## [Exercise instructions]
Gather all lines in the entries below that include the word "give".

## [Records shown]
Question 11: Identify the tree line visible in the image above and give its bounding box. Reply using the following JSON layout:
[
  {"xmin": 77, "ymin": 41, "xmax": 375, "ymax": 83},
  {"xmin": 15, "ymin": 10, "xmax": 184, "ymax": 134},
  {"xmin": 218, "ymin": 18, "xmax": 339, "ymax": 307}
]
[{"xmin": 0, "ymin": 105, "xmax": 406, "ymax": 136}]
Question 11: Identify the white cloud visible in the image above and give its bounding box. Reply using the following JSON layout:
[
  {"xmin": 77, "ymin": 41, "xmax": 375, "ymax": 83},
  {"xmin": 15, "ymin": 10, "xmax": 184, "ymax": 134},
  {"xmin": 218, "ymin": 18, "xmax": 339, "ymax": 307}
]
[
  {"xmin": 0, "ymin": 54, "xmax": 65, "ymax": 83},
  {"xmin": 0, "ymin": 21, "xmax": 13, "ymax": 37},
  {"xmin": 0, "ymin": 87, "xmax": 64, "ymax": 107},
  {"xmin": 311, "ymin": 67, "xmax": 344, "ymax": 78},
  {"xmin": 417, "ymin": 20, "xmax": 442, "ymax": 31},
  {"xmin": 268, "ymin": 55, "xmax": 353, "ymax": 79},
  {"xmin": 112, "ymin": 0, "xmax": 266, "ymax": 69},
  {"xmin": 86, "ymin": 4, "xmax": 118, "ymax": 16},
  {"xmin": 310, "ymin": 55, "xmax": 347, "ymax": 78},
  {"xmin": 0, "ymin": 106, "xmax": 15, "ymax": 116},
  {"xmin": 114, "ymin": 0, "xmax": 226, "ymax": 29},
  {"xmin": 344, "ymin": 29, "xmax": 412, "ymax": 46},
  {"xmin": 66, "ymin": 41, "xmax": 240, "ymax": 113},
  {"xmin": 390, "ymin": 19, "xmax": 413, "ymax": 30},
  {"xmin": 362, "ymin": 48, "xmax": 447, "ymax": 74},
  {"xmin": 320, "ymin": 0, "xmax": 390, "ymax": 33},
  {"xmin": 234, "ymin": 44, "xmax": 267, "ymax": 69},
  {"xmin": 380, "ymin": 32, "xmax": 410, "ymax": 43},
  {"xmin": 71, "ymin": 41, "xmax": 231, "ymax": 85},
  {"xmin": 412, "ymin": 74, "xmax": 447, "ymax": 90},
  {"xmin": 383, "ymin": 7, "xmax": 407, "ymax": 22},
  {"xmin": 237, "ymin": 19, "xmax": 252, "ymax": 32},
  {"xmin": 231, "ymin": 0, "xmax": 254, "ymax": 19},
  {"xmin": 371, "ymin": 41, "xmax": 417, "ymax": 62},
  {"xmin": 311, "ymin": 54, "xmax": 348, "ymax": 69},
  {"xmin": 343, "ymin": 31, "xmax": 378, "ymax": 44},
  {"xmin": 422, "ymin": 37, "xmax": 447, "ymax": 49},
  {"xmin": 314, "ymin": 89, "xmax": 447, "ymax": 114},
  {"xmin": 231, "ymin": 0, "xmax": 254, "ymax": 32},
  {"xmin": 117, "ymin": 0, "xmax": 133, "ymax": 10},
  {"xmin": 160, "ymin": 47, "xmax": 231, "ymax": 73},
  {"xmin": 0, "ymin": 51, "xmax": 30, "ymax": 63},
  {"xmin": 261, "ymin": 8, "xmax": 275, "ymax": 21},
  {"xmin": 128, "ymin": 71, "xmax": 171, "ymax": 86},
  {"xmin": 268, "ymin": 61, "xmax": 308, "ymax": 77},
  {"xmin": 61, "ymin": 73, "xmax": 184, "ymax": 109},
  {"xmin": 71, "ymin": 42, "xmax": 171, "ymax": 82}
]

## [Finished task]
Question 11: Identify the tree line visible in the image above and give its bounding box. Reply using the following JSON layout:
Question 11: Identify the white cloud visible in the image above and give its bounding box. Reply using the following JSON layout:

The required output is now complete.